[Working data]
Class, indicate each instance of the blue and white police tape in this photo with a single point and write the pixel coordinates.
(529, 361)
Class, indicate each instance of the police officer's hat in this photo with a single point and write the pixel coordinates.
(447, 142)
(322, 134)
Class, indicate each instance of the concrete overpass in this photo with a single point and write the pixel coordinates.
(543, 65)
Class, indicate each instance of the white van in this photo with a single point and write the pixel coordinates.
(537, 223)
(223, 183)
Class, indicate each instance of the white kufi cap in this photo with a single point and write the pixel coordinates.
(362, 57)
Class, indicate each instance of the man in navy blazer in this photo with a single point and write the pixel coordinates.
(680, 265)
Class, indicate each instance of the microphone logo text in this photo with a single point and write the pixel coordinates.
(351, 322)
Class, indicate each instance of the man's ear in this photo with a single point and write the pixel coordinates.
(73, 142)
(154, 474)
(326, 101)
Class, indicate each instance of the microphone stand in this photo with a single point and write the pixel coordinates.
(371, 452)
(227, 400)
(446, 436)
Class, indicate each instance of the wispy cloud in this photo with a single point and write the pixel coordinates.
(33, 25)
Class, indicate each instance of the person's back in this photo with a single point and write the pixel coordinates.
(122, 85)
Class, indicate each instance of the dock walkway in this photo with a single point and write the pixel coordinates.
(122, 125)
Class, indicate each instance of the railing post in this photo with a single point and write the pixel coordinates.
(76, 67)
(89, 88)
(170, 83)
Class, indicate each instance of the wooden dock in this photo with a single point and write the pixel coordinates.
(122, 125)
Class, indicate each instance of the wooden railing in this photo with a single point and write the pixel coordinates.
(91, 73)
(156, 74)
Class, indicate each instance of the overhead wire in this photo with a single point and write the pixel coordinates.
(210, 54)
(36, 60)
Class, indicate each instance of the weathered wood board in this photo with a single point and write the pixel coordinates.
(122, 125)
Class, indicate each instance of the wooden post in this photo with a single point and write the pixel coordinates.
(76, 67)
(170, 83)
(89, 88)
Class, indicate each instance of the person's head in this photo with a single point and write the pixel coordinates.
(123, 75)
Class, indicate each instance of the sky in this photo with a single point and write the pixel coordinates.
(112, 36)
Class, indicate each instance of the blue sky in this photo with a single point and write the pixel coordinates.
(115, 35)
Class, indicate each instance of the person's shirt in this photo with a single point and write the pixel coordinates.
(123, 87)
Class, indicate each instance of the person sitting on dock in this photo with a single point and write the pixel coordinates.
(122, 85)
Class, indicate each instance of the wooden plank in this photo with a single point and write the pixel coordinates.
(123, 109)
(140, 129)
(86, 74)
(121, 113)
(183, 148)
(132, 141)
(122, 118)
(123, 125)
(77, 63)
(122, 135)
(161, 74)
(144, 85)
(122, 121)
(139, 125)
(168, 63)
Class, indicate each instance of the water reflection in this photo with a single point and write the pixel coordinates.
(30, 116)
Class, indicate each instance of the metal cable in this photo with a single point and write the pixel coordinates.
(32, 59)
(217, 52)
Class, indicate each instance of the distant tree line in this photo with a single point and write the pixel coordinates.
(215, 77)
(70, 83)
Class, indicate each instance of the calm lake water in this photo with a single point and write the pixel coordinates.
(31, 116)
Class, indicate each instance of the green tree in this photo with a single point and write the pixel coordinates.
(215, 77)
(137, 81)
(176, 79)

[Request] Reproduce the full listing above, character for character.

[Task solution]
Class, indicate each instance of the blue and white police tape in this photo with a single point and write the pixel coordinates.
(529, 361)
Class, indicate each instance of the police officer's hat in this photo with a single point and write the pixel coordinates.
(447, 142)
(322, 134)
Class, indicate each instance of the concrete overpass in this photo with a single point and write the pixel coordinates.
(543, 65)
Class, indicate each instance of the white van in this photo with a single point and write the pixel coordinates.
(537, 223)
(223, 183)
Class, indicate each instance of the white kufi cap in this photo with a single point and write the pixel coordinates.
(362, 57)
Class, indicate each instance of the man in navy blazer in this photo with a single point and write the pixel coordinates.
(680, 265)
Class, indicate each instance of the microphone logo text in this photo with a single point and write the pixel coordinates.
(351, 322)
Class, indicate each instance of the man's ear in this photo with a single point and write the pixel coordinates.
(73, 142)
(154, 474)
(326, 101)
Class, indicate each instance of the microphone stand in this photo with a single point and write the pixel coordinates.
(371, 452)
(227, 400)
(446, 436)
Class, indicate each instance of the wispy cloud in this photo with a single point and write the pixel coordinates.
(33, 25)
Class, indicate each instance of the person's back in this photo with a single point and write the pixel coordinates.
(122, 85)
Class, indicate each instance of the dock walkway in this photo with a single point and write the pixel coordinates.
(122, 125)
Class, indicate each instance of the railing post in this photo with a single point and write the pixel coordinates.
(76, 67)
(89, 88)
(170, 83)
Class, indicate each instance of the wooden dock in this photo with a single point and write the pixel coordinates.
(122, 125)
Class, indicate each instance of the wooden railing in this photo with a single point and write the pixel coordinates.
(91, 73)
(156, 74)
Class, indicate each instance of the overhead wire in this photo with a single point and write the pixel coordinates.
(210, 54)
(36, 60)
Class, indicate each instance of the weathered wood board in this photo with a single point and write the pixel coordinates.
(122, 125)
Class, indicate each instance of the wooden post in this photo with a single point and write the pixel coordinates.
(76, 67)
(170, 83)
(89, 88)
Class, indicate each instance of the person's head in this photo with a single point and write the pixel coordinates.
(123, 75)
Class, indicate each instance of the sky in this photo with a single point and write the pixel coordinates.
(112, 36)
Class, indicate each instance of the blue sky in this photo with a single point and write the pixel coordinates.
(115, 35)
Class, indicate each instance of the person's shirt in this photo with a single point and write the pixel coordinates.
(123, 87)
Class, indicate each instance of the person sitting on dock in this photo with a single point and write the pixel coordinates.
(122, 85)
Class, indicate each instance of the wooden plank in this photo with a single point and write the pixel coordinates.
(123, 109)
(140, 129)
(86, 74)
(121, 113)
(183, 148)
(132, 141)
(122, 118)
(123, 125)
(77, 63)
(122, 135)
(161, 74)
(144, 85)
(122, 121)
(139, 125)
(168, 63)
Class, indicate each instance of the water reflection in this photo with a single point and write the pixel coordinates.
(30, 116)
Class, indicate each instance of the metal cable in this photo with a single point and write the pixel coordinates.
(32, 59)
(217, 52)
Class, indicate each instance of the distant tree line in this photo with a single point and write the pixel coordinates.
(215, 77)
(70, 83)
Class, indicate each instance of the calm lake water in this photo with a single point and write the pixel coordinates.
(31, 116)
Class, indicate each instance of the green tree in this photo with a single point and write the pixel coordinates.
(215, 77)
(137, 81)
(176, 79)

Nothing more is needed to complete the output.